Items from a dataset:
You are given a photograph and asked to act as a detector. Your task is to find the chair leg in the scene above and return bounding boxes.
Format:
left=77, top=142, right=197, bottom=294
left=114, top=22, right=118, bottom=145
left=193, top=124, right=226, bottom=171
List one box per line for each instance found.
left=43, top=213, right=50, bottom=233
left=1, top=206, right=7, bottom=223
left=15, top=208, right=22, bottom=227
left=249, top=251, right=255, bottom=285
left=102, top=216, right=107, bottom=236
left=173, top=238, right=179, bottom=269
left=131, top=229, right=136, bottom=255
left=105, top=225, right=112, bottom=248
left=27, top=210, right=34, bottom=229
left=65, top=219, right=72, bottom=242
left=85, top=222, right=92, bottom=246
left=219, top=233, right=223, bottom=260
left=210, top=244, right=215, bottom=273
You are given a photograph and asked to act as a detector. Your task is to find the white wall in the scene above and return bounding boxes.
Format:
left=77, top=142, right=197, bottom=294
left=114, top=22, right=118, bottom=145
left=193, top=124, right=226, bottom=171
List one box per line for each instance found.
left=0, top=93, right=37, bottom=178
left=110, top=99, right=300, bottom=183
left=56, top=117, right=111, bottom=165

OBJECTIVE: Can you retype all of the items above line for line, keeping every character the same?

WRITTEN ANSWER:
You are given a photograph and asked to act as a detector. Your task is to find the chair leg in the scene above and return bounding boxes.
Format:
left=77, top=142, right=197, bottom=294
left=114, top=22, right=118, bottom=145
left=193, top=124, right=226, bottom=171
List one box per line for each instance found.
left=43, top=213, right=50, bottom=233
left=1, top=206, right=7, bottom=223
left=15, top=208, right=22, bottom=227
left=249, top=251, right=255, bottom=285
left=102, top=216, right=107, bottom=236
left=173, top=238, right=179, bottom=269
left=131, top=229, right=136, bottom=255
left=105, top=225, right=112, bottom=248
left=27, top=210, right=34, bottom=229
left=65, top=219, right=72, bottom=242
left=85, top=222, right=92, bottom=246
left=219, top=233, right=223, bottom=260
left=210, top=244, right=215, bottom=273
You are given a photograph and asked to act as a detector. Your task is to find the white wall in the scene above and return bounding boxes.
Format:
left=77, top=142, right=197, bottom=294
left=114, top=22, right=118, bottom=145
left=193, top=124, right=226, bottom=171
List one box per line for each instance found.
left=0, top=93, right=37, bottom=178
left=110, top=99, right=300, bottom=183
left=56, top=117, right=111, bottom=165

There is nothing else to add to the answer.